Among the goods most impacted by inflation are food, gas and one that influences University of Wisconsin-Madison students firsthand during the renting season – housing. In just the past month, the Bureau of Labor Statistics indicated rent has increased by 0.5% from September 2021 to October 2021, with a corresponding increase in how much money the owner of a property would need to make equivalent to the cost of their ownership, called owner’s equivalent rent of residences.
Housing costs have also changed significantly throughout the 2000s. According to the Standard & Poor’s/Case-Shiller U.S. National Home Price Index, the seasonally adjusted cost of housing has increased a staggering 265% since January 2000.
This phenomenon exists on a national scale, but directly influences UW-Madison students. Alumni shared their stories with The Daily Cardinal to show how much rent has increased over the years.
Jen McCoy, a 2005 graduate of the School of Journalism and Mass Communication at UW-Madison recalls, “I paid $550 per month for a one bedroom apartment during college and that was 16 years ago.” Based on the above index, the $550 per month apartment which she rented would now cost nearly $1,100 per month from the time of her graduation in May 2005.
Chris Gitter, on the other hand, a 2020 UW-Madison graduate, told The Daily Cardinal that his rent was about $650 per month including utilities, about $100 more than McCoy’s student apartment. However, he lived in a house near Camp Randall with four other roommates.
The increase in housing costs not only hurts Americans’ personal finances and opportunities, but also influences options regarding their living situations. More Americans, particularly students and recent graduates, have no choice but to live with several roommates, particularly in more expensive cities, in order to afford standard housing.
McCoy recounted how the costs have only increased since her time at UW-Madison. “It was an off-campus apartment complex on the south side of Madison,” she said. ‘I also could afford to live alone – I don’t think that’s feasible anymore for students with the costs rising.”
In Madison, the average cost of rent for a one-bedroom apartment is $1,120, higher than the indexed amount, and an increase of 1% since last year. This cost peaked in mid-August, where the price for a one-bedroom apartment was $1,280 – nearly a 71% increase since November 2014.
Mckenzie Miller, a junior at UW-Madison, pays around $600 for her own room in a house near campus. Her rent is about the same as it will be next year in a different location, but last year, she paid $380 to share a room. She had five roommates, and those that didn’t share a room paid $590 per month.

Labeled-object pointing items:

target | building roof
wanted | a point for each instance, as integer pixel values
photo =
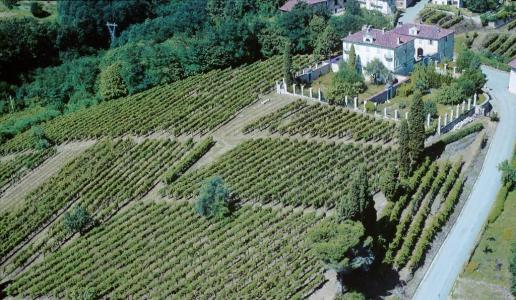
(381, 38)
(289, 5)
(430, 32)
(512, 64)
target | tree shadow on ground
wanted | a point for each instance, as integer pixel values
(375, 284)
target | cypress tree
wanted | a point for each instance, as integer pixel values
(416, 122)
(352, 61)
(287, 63)
(403, 150)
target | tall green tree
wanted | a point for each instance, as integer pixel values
(352, 61)
(416, 120)
(389, 181)
(343, 246)
(287, 63)
(214, 199)
(111, 83)
(358, 203)
(404, 149)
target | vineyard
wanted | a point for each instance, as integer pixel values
(501, 44)
(432, 184)
(195, 105)
(439, 17)
(298, 173)
(168, 251)
(324, 121)
(12, 170)
(101, 180)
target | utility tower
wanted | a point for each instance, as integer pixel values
(112, 31)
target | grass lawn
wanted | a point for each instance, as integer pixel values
(491, 259)
(324, 83)
(22, 9)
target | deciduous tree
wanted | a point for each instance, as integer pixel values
(214, 199)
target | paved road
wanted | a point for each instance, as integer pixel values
(409, 16)
(454, 253)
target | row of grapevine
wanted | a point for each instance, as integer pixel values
(289, 171)
(418, 221)
(411, 207)
(436, 223)
(14, 169)
(325, 121)
(101, 180)
(195, 105)
(167, 251)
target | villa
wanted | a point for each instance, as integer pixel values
(386, 7)
(394, 50)
(512, 78)
(403, 4)
(457, 3)
(430, 41)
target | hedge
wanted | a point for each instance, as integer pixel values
(463, 132)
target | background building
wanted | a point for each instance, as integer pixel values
(395, 51)
(335, 6)
(457, 3)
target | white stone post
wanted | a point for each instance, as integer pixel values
(439, 125)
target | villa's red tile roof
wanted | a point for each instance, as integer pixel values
(289, 5)
(386, 39)
(512, 64)
(424, 31)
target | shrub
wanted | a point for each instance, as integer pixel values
(498, 206)
(214, 199)
(77, 220)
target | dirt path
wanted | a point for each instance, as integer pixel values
(15, 194)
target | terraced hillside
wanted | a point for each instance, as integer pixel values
(168, 251)
(298, 173)
(195, 105)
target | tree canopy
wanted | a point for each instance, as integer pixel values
(214, 199)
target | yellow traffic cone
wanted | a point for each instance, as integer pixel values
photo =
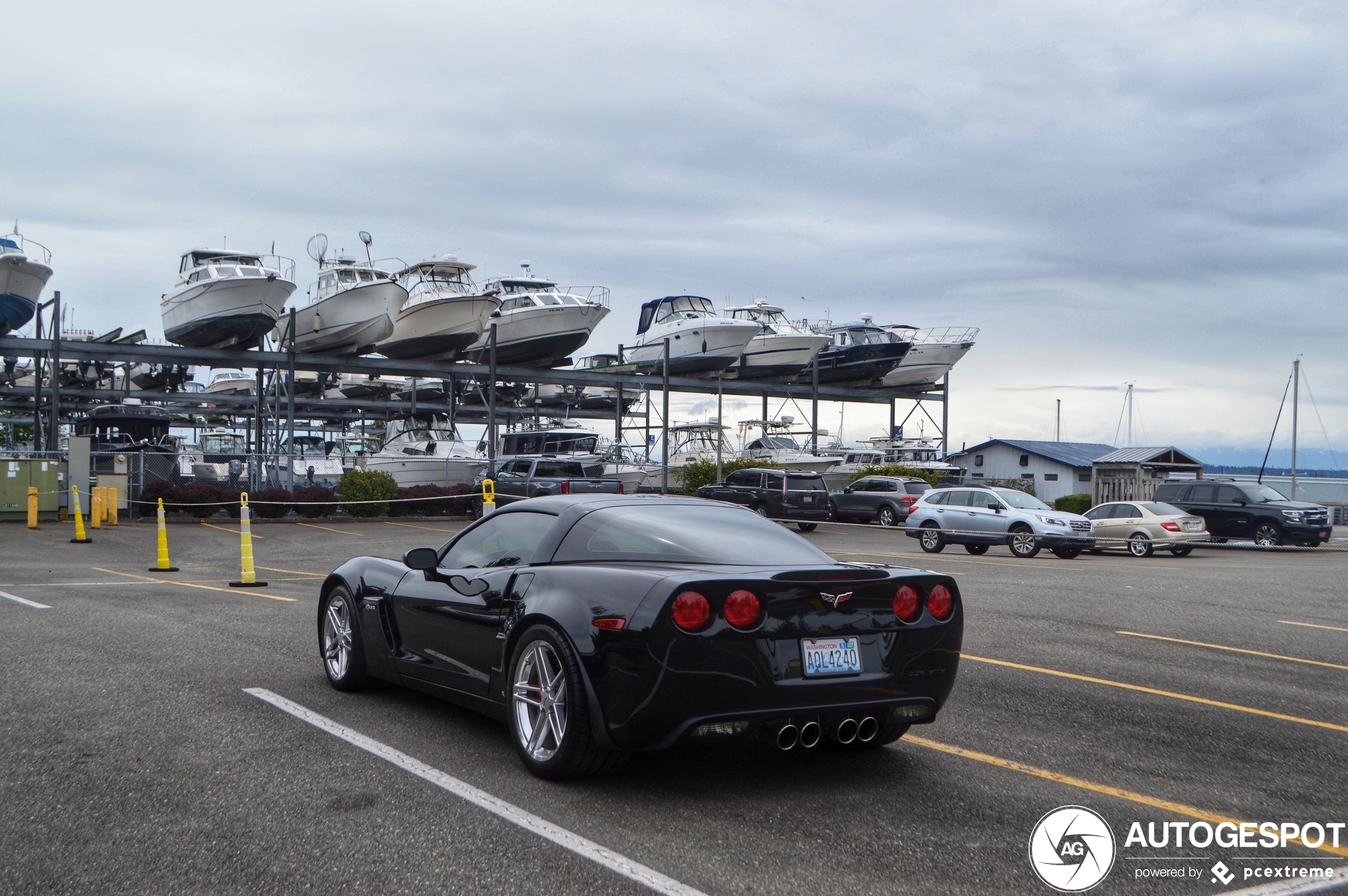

◆ YOUR TASK ◆
According to the housing-costs article, why do more Americans, particularly students and recent graduates, live with several roommates? Answer in one to three sentences. The items are separate material and have no connection to the housing-costs article.

◆ SOLUTION FOR THIS EXERCISE ◆
The rise in housing costs limits their options for living situations. Particularly in more expensive cities, they have no choice but to live with several roommates in order to afford standard housing.